Stored data
• • • • • • •

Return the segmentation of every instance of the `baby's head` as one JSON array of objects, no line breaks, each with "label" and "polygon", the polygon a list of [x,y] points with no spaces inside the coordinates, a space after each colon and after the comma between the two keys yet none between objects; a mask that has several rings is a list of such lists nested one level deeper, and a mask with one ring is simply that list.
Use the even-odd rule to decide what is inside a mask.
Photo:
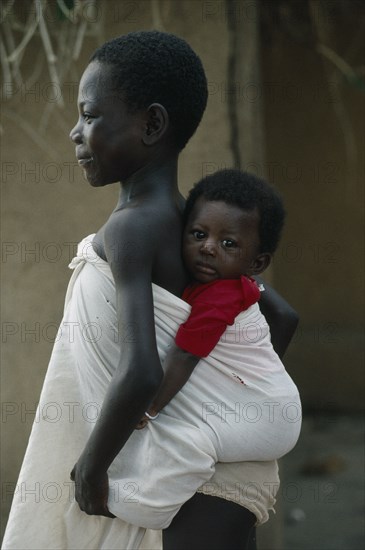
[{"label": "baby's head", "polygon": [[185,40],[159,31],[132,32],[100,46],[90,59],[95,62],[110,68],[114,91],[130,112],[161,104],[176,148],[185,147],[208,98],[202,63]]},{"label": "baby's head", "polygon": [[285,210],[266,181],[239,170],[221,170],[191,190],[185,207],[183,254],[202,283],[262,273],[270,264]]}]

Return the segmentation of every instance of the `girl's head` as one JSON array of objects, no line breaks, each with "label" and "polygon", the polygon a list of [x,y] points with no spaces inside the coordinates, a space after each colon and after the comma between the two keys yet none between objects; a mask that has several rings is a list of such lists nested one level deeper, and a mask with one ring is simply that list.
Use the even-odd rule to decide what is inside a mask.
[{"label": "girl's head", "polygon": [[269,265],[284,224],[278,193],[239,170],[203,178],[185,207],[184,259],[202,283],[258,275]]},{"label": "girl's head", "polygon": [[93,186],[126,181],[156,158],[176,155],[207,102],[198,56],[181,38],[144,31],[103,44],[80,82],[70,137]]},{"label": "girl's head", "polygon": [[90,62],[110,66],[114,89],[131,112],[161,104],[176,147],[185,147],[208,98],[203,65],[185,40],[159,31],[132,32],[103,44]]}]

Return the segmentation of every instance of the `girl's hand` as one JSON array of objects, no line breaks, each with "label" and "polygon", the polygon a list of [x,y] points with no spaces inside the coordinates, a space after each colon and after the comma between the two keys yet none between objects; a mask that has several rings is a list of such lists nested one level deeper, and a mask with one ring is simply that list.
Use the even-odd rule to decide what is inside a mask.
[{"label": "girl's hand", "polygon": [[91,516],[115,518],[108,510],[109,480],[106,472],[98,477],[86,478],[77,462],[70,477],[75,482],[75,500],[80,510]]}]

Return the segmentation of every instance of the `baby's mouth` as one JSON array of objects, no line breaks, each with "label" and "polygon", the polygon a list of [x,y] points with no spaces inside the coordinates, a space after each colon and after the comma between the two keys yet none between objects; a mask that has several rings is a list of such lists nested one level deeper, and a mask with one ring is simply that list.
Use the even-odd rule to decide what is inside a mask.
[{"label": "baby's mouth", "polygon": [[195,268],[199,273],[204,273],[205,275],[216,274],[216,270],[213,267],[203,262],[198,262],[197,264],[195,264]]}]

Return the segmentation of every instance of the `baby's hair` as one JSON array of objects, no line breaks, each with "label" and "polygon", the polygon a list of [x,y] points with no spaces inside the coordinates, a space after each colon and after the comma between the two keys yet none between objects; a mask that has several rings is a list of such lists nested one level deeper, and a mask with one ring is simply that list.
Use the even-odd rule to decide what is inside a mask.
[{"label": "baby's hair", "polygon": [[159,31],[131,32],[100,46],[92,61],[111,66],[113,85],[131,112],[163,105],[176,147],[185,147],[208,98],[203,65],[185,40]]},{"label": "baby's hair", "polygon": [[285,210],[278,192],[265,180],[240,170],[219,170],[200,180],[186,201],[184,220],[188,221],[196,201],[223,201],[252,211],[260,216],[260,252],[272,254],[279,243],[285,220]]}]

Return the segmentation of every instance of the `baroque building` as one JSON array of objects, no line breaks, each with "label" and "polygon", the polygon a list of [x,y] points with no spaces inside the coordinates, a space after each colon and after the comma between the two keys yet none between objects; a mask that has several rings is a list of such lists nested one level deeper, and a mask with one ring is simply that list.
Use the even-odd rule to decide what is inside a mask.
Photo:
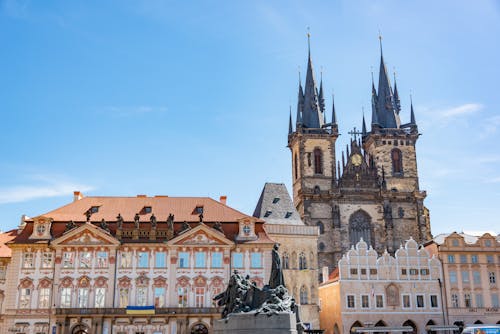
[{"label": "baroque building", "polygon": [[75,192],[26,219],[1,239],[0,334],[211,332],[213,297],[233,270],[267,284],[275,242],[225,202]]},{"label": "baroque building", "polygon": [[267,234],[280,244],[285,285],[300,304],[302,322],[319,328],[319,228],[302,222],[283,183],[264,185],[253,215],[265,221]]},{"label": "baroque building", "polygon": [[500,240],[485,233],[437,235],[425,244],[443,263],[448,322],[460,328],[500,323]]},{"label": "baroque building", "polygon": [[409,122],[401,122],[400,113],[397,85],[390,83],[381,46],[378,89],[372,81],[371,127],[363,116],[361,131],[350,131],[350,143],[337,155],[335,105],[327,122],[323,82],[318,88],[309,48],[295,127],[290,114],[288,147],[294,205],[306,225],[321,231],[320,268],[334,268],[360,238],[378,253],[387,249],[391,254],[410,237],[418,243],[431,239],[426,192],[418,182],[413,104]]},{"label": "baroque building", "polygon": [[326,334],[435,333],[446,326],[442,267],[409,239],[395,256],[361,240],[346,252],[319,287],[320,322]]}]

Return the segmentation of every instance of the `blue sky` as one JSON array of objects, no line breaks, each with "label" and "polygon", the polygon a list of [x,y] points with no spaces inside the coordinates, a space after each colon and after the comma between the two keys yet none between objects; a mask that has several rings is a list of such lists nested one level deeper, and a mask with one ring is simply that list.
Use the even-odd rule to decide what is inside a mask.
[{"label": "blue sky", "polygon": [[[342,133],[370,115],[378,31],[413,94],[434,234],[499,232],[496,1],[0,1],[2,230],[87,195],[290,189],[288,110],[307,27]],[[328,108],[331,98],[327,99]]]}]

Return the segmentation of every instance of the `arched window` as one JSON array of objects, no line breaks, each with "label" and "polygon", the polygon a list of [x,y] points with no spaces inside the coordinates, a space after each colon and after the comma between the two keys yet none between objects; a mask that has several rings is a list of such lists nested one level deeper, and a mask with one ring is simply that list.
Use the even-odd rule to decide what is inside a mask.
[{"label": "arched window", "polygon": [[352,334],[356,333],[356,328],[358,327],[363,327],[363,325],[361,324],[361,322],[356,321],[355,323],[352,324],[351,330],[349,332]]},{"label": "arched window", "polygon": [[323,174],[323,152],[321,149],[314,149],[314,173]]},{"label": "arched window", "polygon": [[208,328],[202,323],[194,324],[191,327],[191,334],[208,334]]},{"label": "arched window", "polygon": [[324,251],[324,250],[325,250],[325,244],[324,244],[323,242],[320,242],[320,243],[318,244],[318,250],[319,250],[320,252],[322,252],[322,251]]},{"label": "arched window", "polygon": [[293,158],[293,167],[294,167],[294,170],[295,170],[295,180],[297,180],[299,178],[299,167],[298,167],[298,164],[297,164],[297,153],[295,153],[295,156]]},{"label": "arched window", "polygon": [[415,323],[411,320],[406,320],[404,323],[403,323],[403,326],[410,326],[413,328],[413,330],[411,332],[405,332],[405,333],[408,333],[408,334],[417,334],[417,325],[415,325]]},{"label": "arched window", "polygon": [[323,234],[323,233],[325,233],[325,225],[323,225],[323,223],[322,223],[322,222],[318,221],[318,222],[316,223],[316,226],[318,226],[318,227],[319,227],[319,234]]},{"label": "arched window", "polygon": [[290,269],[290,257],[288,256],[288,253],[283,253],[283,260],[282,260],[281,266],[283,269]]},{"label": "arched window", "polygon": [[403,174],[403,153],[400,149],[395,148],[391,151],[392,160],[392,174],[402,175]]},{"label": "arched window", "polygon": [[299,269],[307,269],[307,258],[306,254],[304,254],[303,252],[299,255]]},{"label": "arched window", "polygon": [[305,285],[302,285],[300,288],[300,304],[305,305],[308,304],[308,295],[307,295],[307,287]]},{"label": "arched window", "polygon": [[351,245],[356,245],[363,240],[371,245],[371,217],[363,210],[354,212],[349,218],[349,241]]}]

• • • • • • •

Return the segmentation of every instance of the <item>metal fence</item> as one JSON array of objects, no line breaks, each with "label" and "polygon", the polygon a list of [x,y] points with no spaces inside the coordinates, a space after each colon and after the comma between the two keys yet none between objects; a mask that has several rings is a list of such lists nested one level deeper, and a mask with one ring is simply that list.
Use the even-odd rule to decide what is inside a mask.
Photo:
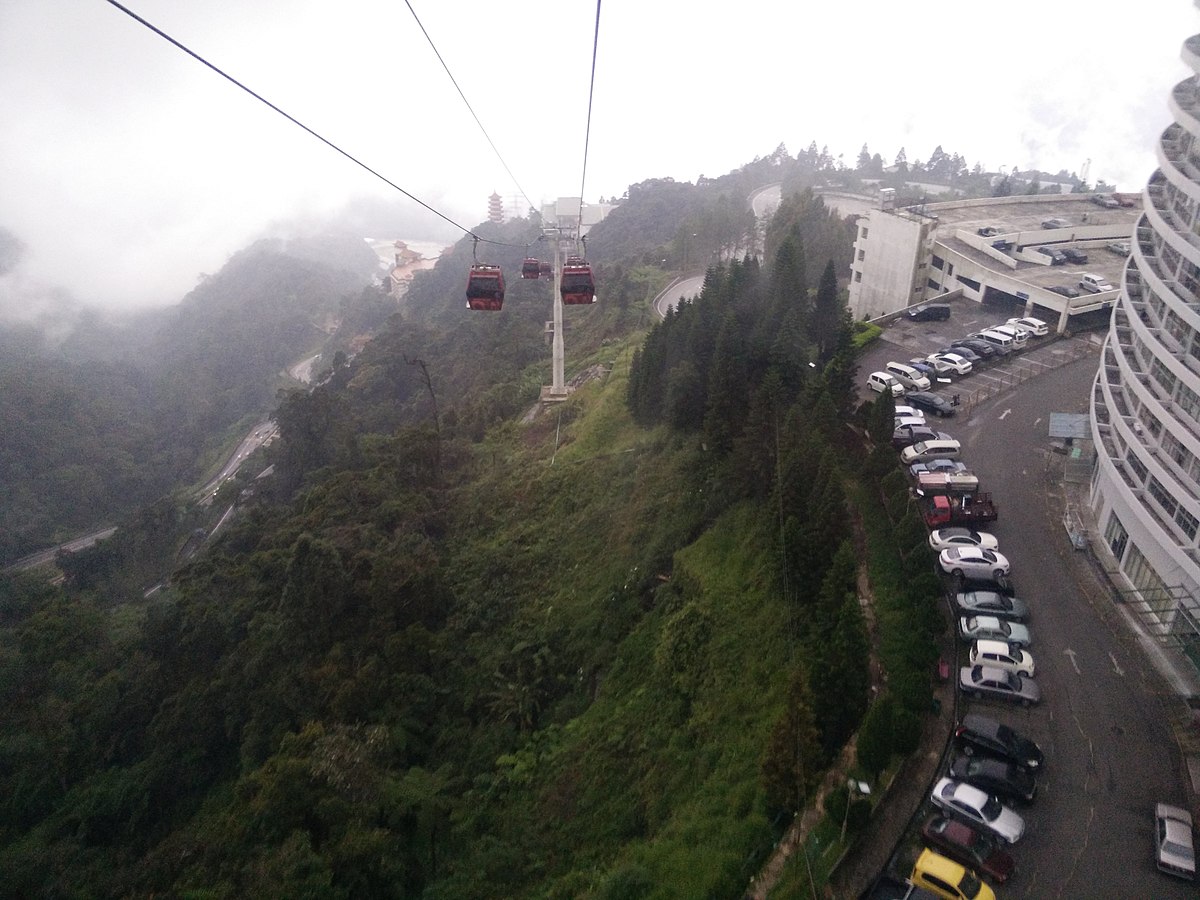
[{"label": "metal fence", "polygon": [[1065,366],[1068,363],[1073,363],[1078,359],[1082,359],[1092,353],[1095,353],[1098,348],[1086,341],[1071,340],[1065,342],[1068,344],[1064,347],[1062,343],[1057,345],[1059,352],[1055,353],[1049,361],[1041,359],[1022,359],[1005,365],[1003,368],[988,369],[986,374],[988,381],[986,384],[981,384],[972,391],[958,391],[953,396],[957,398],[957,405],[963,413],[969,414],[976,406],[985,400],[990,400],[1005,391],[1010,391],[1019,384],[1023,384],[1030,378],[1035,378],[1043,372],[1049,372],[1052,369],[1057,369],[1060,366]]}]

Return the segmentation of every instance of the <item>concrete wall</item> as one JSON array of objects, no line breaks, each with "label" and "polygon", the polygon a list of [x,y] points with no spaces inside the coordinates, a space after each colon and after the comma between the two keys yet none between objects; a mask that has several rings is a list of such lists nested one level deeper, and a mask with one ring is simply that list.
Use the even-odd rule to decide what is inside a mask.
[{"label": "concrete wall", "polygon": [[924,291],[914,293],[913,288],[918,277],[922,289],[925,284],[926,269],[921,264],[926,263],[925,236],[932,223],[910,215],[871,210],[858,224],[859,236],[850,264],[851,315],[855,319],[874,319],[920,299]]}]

• • • • • • •

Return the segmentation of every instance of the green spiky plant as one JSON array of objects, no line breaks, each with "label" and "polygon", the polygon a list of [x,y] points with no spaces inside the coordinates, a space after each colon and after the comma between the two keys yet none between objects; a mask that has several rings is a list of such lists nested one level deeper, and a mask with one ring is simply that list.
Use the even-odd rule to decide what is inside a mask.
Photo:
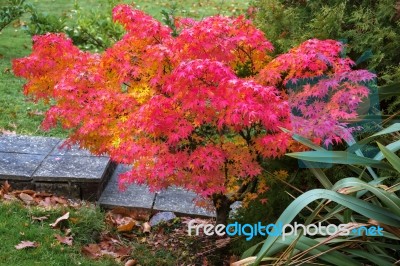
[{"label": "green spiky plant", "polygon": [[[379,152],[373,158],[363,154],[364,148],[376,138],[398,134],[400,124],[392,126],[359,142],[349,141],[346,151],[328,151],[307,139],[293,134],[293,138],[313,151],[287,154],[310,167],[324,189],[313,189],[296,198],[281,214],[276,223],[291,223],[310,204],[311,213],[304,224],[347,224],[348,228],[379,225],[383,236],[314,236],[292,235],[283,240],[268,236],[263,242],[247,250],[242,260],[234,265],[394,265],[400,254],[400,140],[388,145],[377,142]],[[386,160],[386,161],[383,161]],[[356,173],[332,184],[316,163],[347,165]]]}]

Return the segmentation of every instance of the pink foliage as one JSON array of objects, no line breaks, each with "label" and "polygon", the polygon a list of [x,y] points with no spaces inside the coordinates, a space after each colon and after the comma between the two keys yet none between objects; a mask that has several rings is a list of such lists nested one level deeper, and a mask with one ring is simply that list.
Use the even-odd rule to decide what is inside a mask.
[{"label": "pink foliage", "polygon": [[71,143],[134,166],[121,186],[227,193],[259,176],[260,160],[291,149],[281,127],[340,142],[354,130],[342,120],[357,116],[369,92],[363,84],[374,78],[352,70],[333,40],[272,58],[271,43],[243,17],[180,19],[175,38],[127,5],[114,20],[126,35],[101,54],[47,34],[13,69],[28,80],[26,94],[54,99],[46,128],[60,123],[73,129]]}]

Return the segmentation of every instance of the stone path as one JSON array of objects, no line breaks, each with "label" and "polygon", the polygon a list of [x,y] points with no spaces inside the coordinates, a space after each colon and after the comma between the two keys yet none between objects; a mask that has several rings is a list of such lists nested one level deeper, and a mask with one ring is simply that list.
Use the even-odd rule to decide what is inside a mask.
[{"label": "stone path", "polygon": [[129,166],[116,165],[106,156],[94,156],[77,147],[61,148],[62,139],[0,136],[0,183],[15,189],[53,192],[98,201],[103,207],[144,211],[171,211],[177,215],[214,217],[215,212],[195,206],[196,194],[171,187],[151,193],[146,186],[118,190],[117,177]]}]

• • • • • • •

__WORK TASK__. Give the number of lines in the records that contain the string "item", and write nothing besides that number.

__WRITTEN RESPONSE__. 2